» **Excerpt**

::::

Proper preparation is critical in subcontract negotiations because the starting point is typically the general contractor’s standard subcontract, which was written to favor the general contractor. General contractors also have the benefit of being familiar with their own subcontract. Subcontractors, on the other hand, may need to evaluate and comply with different subcontracts on each project.

Identify the Risks

The first step in negotiation preparation is reviewing the proposed subcontract terms and comparing them to the specific project to identify which risks are present and which risks are not. For example, if the subcontract’s progress payment terms require lien waiver/release forms to be submitted with each requisition, but form is not attached, it becomes a significant risk.

General contractors will occasionally require a previously undisclosed waiver/release form that is unconditional (i.e., it may be enforceable even if payment is not received) or that imposes new obligations on the subcontractor that were not included in the subcontract (such as adding an indemnity obligation). Identifying these risks prior to executing the subcontract provides an opportunity to negotiate a fair waiver/release form before the general contractor has the leverage of withholding payment.

Another common risk is dispute provisions that require litigation to be brought in the general contractor’s home state, which may be far from the subcontractor’s headquarters. Litigating in a court that is a hundred miles away—or more—can put the subcontractor at a disadvantage for enforcing payment obligations. Identifying an unfair forum-selection clause prior to executing the subcontract allows the subcontractor to negotiate a revision so that litigation will be where the project is located, which puts the subcontractor on equal footing.

Pick Your Battles

Picking your battles wisely is a combination of choosing to negotiate provisions that actually are negotiable and that are worth negotiating. If a mechanic’s lien or payment bond claim will available on the project, the risk of nonpayment presented by a pay-if-paid clause may be reduced and the juice may not be worth the squeeze to conduct a difficult negotiation to strike the pay-if-paid clause from the subcontract. On the other hand, if payment bonds will not be available and the subcontract contains an advance waiver of lien rights that the governing jurisdiction will enforce, the general contractor may be the only entity the subcontractor can look to for payment making a negotiation to remove the pay-if-paid clause worthwhile.

A subcontractor is more likely to be successful in negotiating its subcontract if it considers the terms, project at issue, past and future business relationship with the general contractor, and then limits its requested revisions to key issues. This stage is also when the subcontractor should identify what leverage it has to demand subcontract modifications.

First a Phone Call, Then in Writing

Phone calls are a great start to negotiations. Use an opening phone call to determine if requested revisions will be agreed to or, if not, why the general contractor is resistant to a revision. A phone call is an efficient way to learn the specific basis for refusal so that it can be addressed. After the phone call, a written follow up by letter or email is advisable. Letters and emails allow the subcontractor’s arguments to be easily and accurately circulated amongst the higher-tier decision making team as well as forwarded to the project’s owner if necessary.

Written communications also facilitate setting forth the subcontractor’s reasoning instead of bare requests for revisions. It should not be assumed that the general contractor will automatically understand why a revision to the subcontract is requested. To avoid having a request cursorily denied, an explanation of the reasoning increases the chances of success because most people can be persuaded when presented with practical and legitimate reasoning.

Use Project-Specific Arguments When Available

Develop project-specific arguments for why your requested changes are appropriate. Arguing that your company should not be required to provide a bond because the project characteristics make it likely to experience significant delays, such as government projects, and that the bond will tie up a significant portion of your bonding capacity is more persuasive than an unexplained request to omit bonding.

::::

Stored records:
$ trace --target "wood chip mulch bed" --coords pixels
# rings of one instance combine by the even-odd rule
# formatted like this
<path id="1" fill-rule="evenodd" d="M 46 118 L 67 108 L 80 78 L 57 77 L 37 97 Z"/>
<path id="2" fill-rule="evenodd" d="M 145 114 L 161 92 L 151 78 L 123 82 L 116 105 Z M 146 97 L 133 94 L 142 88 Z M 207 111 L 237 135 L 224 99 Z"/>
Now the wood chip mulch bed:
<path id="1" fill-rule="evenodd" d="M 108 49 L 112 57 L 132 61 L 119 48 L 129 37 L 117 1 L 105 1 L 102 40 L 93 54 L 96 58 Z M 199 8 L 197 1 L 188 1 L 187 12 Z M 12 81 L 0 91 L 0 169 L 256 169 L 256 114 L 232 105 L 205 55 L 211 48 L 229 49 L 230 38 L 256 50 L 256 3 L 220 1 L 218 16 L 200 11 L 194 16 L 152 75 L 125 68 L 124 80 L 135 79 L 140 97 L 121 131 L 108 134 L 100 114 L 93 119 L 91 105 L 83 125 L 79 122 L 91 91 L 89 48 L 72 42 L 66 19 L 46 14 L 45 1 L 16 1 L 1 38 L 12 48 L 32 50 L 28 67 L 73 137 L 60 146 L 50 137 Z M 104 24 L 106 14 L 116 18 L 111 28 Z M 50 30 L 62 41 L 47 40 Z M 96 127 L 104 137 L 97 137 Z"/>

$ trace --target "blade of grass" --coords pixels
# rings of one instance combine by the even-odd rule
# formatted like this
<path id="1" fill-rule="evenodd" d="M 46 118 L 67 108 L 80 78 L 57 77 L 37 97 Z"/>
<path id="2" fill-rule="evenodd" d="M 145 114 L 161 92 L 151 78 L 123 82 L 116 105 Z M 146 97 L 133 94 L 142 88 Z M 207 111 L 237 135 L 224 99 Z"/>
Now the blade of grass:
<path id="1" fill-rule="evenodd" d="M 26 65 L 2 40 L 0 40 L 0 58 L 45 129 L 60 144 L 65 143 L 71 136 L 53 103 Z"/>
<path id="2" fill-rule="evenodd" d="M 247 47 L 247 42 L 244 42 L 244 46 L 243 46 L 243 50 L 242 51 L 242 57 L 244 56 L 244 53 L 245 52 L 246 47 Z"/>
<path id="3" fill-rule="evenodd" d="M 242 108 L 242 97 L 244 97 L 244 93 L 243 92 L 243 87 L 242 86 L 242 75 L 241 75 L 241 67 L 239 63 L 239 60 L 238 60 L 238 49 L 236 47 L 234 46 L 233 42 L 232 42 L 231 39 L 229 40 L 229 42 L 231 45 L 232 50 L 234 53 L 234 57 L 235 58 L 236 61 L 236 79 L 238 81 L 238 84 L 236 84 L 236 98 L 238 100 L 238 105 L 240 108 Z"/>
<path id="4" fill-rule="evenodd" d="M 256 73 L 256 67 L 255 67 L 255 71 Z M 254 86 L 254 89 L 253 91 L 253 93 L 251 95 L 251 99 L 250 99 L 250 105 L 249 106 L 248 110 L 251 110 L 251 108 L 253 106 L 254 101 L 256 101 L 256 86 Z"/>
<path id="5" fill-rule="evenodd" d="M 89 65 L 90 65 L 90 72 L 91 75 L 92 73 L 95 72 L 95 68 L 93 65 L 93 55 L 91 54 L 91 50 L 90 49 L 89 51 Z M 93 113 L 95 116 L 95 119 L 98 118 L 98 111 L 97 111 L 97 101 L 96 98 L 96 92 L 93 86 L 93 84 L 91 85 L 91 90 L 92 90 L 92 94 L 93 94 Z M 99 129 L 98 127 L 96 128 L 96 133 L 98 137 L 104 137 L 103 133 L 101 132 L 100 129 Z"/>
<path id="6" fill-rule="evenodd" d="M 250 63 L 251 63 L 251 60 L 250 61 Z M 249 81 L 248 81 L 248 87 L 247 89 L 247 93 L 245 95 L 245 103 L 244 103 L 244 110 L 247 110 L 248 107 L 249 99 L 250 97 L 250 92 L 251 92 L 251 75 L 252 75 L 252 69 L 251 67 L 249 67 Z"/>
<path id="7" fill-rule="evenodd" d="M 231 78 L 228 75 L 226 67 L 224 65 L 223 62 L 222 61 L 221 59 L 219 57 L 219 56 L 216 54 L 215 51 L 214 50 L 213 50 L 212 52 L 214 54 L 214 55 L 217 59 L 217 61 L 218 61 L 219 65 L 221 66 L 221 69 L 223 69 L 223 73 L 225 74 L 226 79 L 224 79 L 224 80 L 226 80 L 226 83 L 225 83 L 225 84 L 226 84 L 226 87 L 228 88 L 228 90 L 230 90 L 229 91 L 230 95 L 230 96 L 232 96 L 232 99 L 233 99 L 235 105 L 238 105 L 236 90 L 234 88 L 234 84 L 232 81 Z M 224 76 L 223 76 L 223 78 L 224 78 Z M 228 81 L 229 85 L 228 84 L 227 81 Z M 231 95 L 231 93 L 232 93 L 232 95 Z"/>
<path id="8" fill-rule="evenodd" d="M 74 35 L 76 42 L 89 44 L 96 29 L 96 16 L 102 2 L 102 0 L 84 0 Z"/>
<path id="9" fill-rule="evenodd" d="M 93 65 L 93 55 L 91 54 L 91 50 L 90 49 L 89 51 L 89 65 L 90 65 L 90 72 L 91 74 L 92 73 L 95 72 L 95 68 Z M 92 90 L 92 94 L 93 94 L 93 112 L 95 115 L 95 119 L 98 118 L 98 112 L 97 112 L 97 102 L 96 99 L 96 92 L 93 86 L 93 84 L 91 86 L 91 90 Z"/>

::::

» **Instructions**
1: List the section headings in the text on subcontract negotiations.
2: In the text on subcontract negotiations, where does a revised forum-selection clause place litigation so that the subcontractor is on equal footing?

» **Task answers**
1:
Identify the Risks
Pick Your Battles
First a Phone Call, Then in Writing
Use Project-Specific Arguments When Available

2: Where the project is located.